#### EXTRACTED INFORMATION

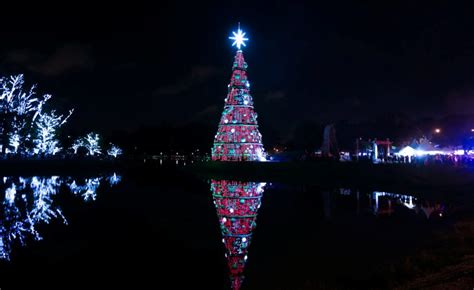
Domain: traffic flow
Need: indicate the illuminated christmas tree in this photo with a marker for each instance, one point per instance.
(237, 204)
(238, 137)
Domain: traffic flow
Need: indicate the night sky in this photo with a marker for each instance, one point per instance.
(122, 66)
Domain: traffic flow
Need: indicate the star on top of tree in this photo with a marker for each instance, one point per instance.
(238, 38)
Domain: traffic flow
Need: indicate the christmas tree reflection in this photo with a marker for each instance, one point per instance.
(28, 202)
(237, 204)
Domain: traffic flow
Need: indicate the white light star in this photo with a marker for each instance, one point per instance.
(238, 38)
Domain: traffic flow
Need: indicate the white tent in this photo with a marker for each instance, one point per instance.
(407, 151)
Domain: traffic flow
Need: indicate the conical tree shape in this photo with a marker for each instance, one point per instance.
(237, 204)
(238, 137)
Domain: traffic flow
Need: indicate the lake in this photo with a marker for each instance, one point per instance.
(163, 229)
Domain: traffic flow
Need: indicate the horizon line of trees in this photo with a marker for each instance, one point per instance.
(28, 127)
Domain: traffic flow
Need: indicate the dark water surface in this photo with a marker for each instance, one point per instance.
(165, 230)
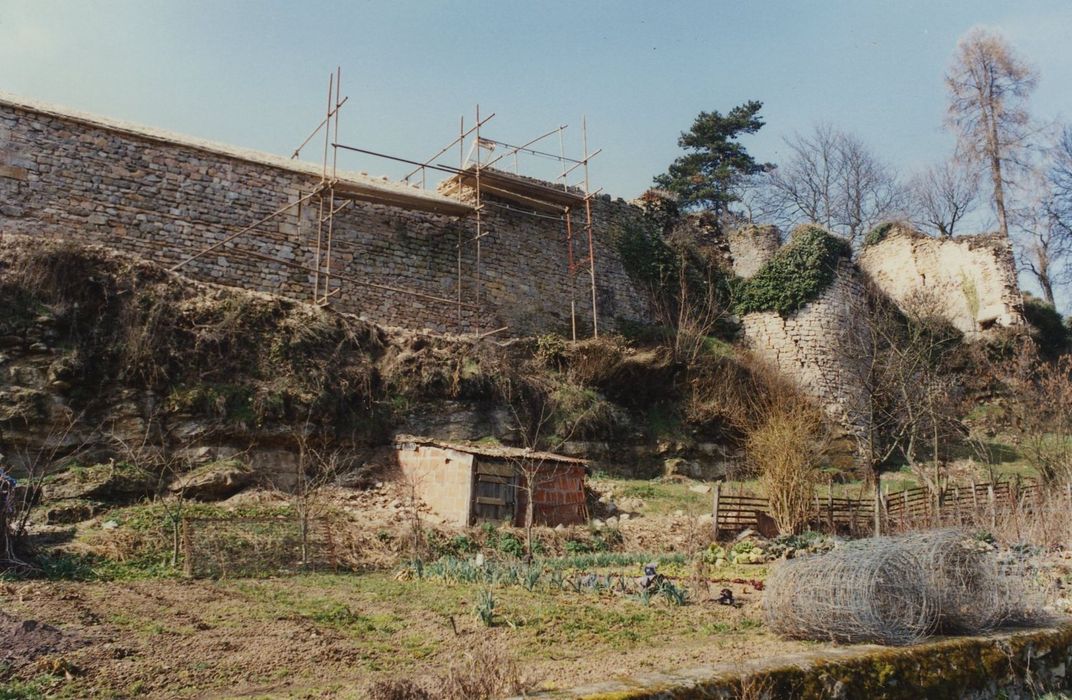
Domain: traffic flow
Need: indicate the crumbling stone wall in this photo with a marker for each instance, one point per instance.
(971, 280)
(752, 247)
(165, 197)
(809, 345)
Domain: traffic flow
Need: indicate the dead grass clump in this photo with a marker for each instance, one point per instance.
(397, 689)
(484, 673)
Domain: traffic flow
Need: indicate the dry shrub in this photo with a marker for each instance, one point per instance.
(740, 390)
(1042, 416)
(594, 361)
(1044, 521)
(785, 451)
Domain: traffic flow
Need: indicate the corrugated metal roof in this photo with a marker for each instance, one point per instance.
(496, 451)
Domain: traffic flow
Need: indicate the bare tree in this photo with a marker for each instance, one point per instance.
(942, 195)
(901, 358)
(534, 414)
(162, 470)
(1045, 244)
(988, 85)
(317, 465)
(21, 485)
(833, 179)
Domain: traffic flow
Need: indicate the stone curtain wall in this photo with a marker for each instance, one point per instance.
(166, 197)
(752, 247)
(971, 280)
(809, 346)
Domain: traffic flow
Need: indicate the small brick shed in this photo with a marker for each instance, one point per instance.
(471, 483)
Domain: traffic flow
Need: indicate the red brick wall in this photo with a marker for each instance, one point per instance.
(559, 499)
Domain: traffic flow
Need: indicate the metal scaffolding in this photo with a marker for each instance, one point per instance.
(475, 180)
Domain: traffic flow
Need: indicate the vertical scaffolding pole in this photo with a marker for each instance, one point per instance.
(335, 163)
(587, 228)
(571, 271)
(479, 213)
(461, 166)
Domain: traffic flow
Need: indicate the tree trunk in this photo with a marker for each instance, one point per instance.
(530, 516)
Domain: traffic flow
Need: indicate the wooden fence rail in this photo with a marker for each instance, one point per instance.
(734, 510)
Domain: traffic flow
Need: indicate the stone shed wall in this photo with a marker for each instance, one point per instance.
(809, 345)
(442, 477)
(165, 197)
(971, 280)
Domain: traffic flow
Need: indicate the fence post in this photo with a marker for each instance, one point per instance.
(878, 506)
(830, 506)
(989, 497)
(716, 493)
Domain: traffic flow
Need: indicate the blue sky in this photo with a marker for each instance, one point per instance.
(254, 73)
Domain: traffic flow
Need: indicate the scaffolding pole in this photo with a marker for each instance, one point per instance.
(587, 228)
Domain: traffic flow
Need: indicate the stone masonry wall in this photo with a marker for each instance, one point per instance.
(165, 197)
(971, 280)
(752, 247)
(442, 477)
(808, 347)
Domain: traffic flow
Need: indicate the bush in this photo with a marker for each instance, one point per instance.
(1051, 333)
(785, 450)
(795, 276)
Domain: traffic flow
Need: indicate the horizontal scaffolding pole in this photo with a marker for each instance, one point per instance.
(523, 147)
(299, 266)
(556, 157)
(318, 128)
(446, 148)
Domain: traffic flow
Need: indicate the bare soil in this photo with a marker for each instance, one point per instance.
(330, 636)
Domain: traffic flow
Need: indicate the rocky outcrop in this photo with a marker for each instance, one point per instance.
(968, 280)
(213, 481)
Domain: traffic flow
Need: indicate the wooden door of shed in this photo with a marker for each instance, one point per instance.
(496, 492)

########

**WRITTEN REQUEST**
Leave the pictures out and reproduce all of the records exactly.

**RESPONSE**
Domain: traffic flow
Need: indicate the illuminated christmas tree in this photo with a marker for each instance, one point per instance.
(237, 204)
(238, 137)
Domain: traffic flow
Need: indicate the night sky in this photo with a marker for each instance, one point per instance.
(122, 66)
Domain: traffic flow
Need: indicate the star on top of tree in this photo with a marker for each instance, one point per instance.
(238, 38)
Domain: traffic flow
Need: indicate the christmas tree reflection in this photo with a marker for each instance, one point per instance.
(28, 202)
(237, 204)
Domain: traffic flow
Need: indicate the white light star in this photo with a marker for each instance, one point per instance.
(238, 38)
Domain: traffic flow
Need: indicate the white tent in this photo with a marker for each instance, one point per instance.
(407, 151)
Domain: traffic flow
Need: indicate the conical tree shape in this photo with a marker for each instance, one point per instance.
(237, 204)
(238, 137)
Domain: traffic flow
Need: indicate the lake in this photo with a marker for each instance, one point per instance.
(163, 229)
Domain: traffic flow
Need: indicate the horizon line of trees in this photo with a marker for each instance, one point per instance.
(28, 127)
Domain: traffic flow
Need: indicate the dark water surface in this photo with a marker for each instance, one point per instance.
(165, 230)
Domain: traffic flow
Need: indicate the crumbling stone wall in this photo with a marker for each instance, one point per instance.
(971, 280)
(752, 247)
(165, 197)
(809, 345)
Domain: traffic flow
Need: indicate the dead grass clump in this photo with a marker for each instance, one point per instance.
(397, 689)
(484, 673)
Domain: traffic flow
Need: indicate the dry shrub in this photo with a marker for each instance, one point per instance.
(740, 390)
(1042, 416)
(594, 361)
(1044, 521)
(785, 451)
Domain: traffic flow
Need: indicate the corrugated metal roof in this photo with a marker for each instance, one point per instance.
(496, 451)
Domain: traffic flow
Need: indicate the bare tree in this photo with a marker for each instance, one point per instance.
(942, 195)
(901, 358)
(534, 414)
(162, 470)
(1045, 244)
(988, 85)
(317, 465)
(21, 485)
(833, 179)
Domain: traffic flow
Need: indicate the stone curtain wall in this photo with a marker for each instance, one point per instance.
(166, 197)
(752, 247)
(971, 280)
(809, 346)
Domain: traffic flow
Need: indicate the small brick shed in this photo with a marker for each instance, one point per instance.
(471, 483)
Domain: traffic flow
Need: indicate the red brick wall in this photo with a marker for each instance, one point per instance.
(559, 499)
Domain: traffic flow
Need: indicate the metal scaffolding in this photo with a marker for each instance, one point per instance.
(475, 180)
Domain: traffic flow
Need: indicate the vertical scaffolding pole in this photo with a marker for each instance, one point per instance.
(335, 163)
(587, 228)
(571, 271)
(479, 213)
(461, 166)
Domain: traffic flow
Need: indicate the tree trunk in this photo with a marker for each instance, one point per instance.
(530, 516)
Domain: traffic flow
Need: indicate the wooden fence rail in this photo with a marker for each instance, one point per instance.
(734, 510)
Domain: traffic flow
Need: indicate the stone shed wall in this photo with a marker for each instance, one point per instance.
(809, 345)
(442, 477)
(165, 197)
(971, 280)
Domain: traffic flow
Need: indicate the fence post in this photo with a marker for each instance, one point per instance.
(878, 506)
(830, 506)
(989, 497)
(716, 493)
Domain: traffic flow
Need: indicate the blue sky in this photo with a marker for each instance, one point per instance.
(254, 73)
Domain: traffic flow
Need: indicate the scaffolding pole in this photo with a marker for each instance, one point per instance.
(587, 228)
Domain: traffic flow
Need: indicate the stone masonry wall in this photo with a marker for each instance, one point per instance.
(165, 197)
(971, 280)
(752, 247)
(442, 477)
(808, 347)
Domain: traffic flow
Need: indicate the bush in this photo with a marker for each instance, one point per instance.
(1051, 333)
(785, 450)
(795, 276)
Domain: traffic flow
Need: indicate the horizontal scaffolding pole in this photo with a marker for each instance, one point per instance.
(523, 147)
(299, 266)
(556, 157)
(318, 128)
(446, 148)
Domain: traffic flow
Need: indicate the bare soil in this photo with a marker for each instance, one point per instance.
(330, 636)
Domain: traffic flow
Need: indicate the rocky outcrop in this photo with a marker for each instance, one point per instance.
(968, 280)
(213, 481)
Domain: traffic flow
Need: indicate the wooden door of shed in this photo with a marker for each instance, one point per instance.
(496, 492)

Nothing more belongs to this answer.